*** Opening of Records provided ***

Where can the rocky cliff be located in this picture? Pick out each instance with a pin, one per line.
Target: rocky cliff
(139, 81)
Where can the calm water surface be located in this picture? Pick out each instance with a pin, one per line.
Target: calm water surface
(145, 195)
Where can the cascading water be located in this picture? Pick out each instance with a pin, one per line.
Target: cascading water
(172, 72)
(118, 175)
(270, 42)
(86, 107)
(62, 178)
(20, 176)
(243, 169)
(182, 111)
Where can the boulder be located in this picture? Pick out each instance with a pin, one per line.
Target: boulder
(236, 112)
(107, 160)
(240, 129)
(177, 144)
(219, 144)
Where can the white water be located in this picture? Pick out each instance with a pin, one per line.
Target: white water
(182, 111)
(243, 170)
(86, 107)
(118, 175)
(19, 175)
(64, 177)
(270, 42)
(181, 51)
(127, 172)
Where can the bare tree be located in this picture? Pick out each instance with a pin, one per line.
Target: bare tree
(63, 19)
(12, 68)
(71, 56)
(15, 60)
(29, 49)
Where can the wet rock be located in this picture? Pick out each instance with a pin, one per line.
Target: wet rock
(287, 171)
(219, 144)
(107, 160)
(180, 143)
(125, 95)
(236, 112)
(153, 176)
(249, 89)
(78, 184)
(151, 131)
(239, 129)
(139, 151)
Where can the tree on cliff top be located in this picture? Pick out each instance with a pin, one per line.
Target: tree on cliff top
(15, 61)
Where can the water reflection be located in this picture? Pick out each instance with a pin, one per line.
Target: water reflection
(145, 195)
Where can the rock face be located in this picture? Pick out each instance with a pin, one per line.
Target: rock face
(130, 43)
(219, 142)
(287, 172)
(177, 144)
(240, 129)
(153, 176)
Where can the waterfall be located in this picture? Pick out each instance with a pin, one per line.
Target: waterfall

*** Close of Records provided ***

• **Assignment**:
Every record shown above should be written out again exactly.

• **Answer for this exercise**:
Where can the rocky cliff be located in this picture? Pick out each instance with a pin, one per line.
Target: rocky cliff
(139, 81)
Where can the calm water surface be located in this picture? Pick out each instance with a pin, one per line.
Target: calm water surface
(145, 195)
Where can the cascading water be located in this picture? Pick out each instance with a pin, one per line.
Target: cascading water
(172, 72)
(118, 175)
(270, 42)
(86, 107)
(62, 178)
(20, 176)
(243, 169)
(182, 111)
Where can the boulder be located in this picture? Pick out each instance with a pin, one per line.
Target: boulder
(236, 112)
(107, 160)
(240, 129)
(177, 144)
(219, 144)
Where can the white water be located in this picture? Pick out each instance with a pin, one per line.
Target: white water
(182, 111)
(243, 170)
(86, 107)
(118, 175)
(19, 175)
(64, 177)
(270, 42)
(181, 51)
(127, 172)
Where can the bare tree be located in this picture? Pick out each instance with a pin, one per line.
Target: bare tree
(63, 19)
(12, 68)
(71, 56)
(15, 60)
(29, 49)
Where can the wet rock be located in this picture? Pick out each instance with a pin, one per line.
Target: wet rock
(287, 171)
(219, 144)
(107, 160)
(180, 143)
(125, 95)
(236, 112)
(153, 176)
(249, 89)
(78, 184)
(151, 131)
(239, 129)
(139, 151)
Where can the tree on cliff top be located in this picture? Pick out each instance with a pin, one per line.
Target: tree on cliff top
(15, 61)
Where can the water reflection be located in this picture? Pick out each instance with a pin, one per line.
Target: water reflection
(145, 195)
Where can the rock face be located in this picture? Pick out each instance with a pin, one per line.
Target: rock face
(130, 43)
(219, 142)
(287, 172)
(177, 144)
(240, 129)
(153, 176)
Where can the waterfall be located in this picture? Pick out each instance with a pin, one per line.
Target: waterfall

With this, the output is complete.